Start of RECORDS

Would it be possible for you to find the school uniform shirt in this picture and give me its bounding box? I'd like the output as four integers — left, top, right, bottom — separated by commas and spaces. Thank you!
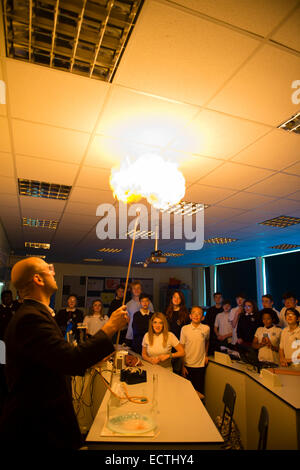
142, 331, 179, 370
229, 307, 242, 344
280, 326, 300, 359
254, 325, 282, 364
215, 312, 232, 336
236, 313, 259, 343
83, 315, 109, 336
132, 310, 152, 354
126, 299, 154, 339
180, 323, 210, 367
278, 305, 300, 328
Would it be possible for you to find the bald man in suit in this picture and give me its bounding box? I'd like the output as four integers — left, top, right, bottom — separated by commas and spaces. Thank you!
0, 257, 129, 449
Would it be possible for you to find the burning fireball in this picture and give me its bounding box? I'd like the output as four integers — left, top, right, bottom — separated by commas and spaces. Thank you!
110, 154, 185, 209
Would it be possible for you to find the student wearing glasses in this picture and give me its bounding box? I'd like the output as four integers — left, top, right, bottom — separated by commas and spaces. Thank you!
237, 299, 260, 347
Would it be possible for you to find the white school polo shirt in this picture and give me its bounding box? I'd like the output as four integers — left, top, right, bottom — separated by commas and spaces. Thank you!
215, 312, 232, 336
254, 326, 282, 364
280, 326, 300, 359
180, 323, 210, 367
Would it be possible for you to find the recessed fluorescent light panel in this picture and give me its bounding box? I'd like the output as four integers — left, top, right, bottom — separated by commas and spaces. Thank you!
97, 248, 123, 253
18, 178, 72, 200
25, 242, 50, 250
204, 237, 238, 245
23, 217, 58, 230
162, 253, 184, 258
259, 215, 300, 228
83, 258, 103, 263
270, 243, 300, 250
278, 113, 300, 134
2, 0, 143, 82
161, 201, 209, 215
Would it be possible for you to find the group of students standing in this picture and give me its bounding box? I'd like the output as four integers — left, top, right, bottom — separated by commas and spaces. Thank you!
205, 292, 300, 367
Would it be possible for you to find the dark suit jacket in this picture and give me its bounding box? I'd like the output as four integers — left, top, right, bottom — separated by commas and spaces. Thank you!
0, 300, 114, 449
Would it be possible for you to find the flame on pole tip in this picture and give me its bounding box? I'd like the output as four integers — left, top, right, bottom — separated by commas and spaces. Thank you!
110, 154, 185, 209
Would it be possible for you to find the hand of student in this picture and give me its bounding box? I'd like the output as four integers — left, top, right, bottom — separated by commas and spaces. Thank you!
101, 305, 129, 338
149, 356, 159, 364
280, 357, 289, 367
158, 354, 170, 362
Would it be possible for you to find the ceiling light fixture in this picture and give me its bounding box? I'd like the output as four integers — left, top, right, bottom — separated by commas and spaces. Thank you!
18, 178, 72, 200
259, 215, 300, 228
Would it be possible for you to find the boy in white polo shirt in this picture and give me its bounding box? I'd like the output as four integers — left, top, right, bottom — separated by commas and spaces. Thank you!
215, 300, 232, 346
180, 306, 210, 399
279, 308, 300, 367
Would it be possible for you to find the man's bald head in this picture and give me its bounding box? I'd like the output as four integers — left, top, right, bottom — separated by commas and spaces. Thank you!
11, 257, 47, 293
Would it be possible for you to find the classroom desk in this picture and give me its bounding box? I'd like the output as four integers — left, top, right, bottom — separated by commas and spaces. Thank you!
86, 362, 223, 450
205, 357, 300, 450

End of RECORDS

PROBLEM TO WORK ON
Reproduce every line above word for word, omitting the picture.

ANSWER TO THIS PROBLEM
Would it be possible for you to find the school uniform shirt in this picture and give me its bounding box? I'd like the output as four integers — left, top, right, bottom — separated by commas and spaces. Thank you!
142, 331, 179, 370
229, 307, 242, 344
280, 326, 300, 359
254, 325, 282, 364
215, 312, 232, 336
236, 313, 259, 343
83, 315, 109, 336
132, 310, 152, 354
126, 299, 154, 339
180, 323, 210, 367
278, 305, 300, 328
Would it be possible for you to find the bald man in suit in this picture and give me its bounding box? I'd like the output as four integers — left, top, right, bottom — separated by commas and spaces. Thank you!
0, 257, 129, 449
Would it be possible for you to find the burning fireball in this picture and give me its bounding box? I'd like the output as four integers — left, top, right, bottom — separated by commas and spaces. Thank you!
110, 154, 185, 209
Would it be possible for you to find the student wearing glasses in this picture and give me its bounding box? I'd like the output as four integers — left, top, right, bottom — separated by commas and spaces. Thank you!
237, 299, 260, 347
Would it be possible for you to find the white school polo shirt in this picture and give me its bounding box? I'd like the output as four integers — left, top, right, bottom — separated by commas and spaces. Thank you!
215, 312, 232, 336
254, 326, 282, 364
280, 326, 300, 359
180, 323, 210, 367
Would it be possible for you to find the recessed fluorescent light panel in this picture and give me its bounding box? I'd like the output as four integers — left, top, right, bottom — separated by commas and spaces. Thank you!
97, 248, 123, 253
18, 178, 72, 200
25, 242, 50, 250
204, 237, 238, 245
23, 217, 58, 230
162, 253, 184, 258
259, 215, 300, 228
83, 258, 103, 263
270, 243, 300, 250
278, 113, 300, 134
2, 0, 143, 82
161, 201, 209, 215
Would it be possible for you to find the group of students standing in this picture and give me its bounding box? I'd like the output as four integers — left, top, right, bottom — separated by commas and spaces. Thank you!
205, 292, 300, 367
Would it be possible for you to find the dark suit jacket in this picture and give me its bounding box? I'd like the output as four integers — left, top, right, bottom — separated by commas and spaces. Thank you!
0, 300, 114, 449
Would it be possible for you to find the flame on pole tip in this picture and give me its bounding box? I'd like the output as four integers — left, top, right, bottom — separated by commas and spaces. Thank you!
110, 154, 185, 209
Would it be possible for you to find the hand of student in this picture and give me its bounding box? I'd like the output as four integers — left, top, right, bottom — separated by commas and spaces. Thank you!
101, 305, 129, 338
149, 356, 159, 364
280, 357, 289, 367
158, 354, 170, 362
Would it be possible for you to find the ceiling light fixture in this picture and give me its bounding box? I'd like the output as four integers — left, top, right, bottom — separated by commas and spaces. Thank you!
18, 178, 72, 200
259, 215, 300, 228
Would it be possible for you to find the boy in white polo shirt in this picture and give me its bounding box? I'd like the output as four integers — left, top, right, bottom — separated by commas and spaces. Thank you!
215, 300, 232, 346
180, 306, 210, 399
279, 308, 300, 367
Would it be possible for you to find the man's bald head in this picture and give me its bounding box? I'd like the output as four integers — left, top, right, bottom — separated by commas and spaces. Thank you!
11, 257, 47, 293
Would it be possible for you to find the classroom desk in this picture and give me its bounding box? I'd like the output as four integers — left, top, right, bottom — separated by commas and spaces. Thank you!
86, 362, 223, 450
205, 357, 300, 450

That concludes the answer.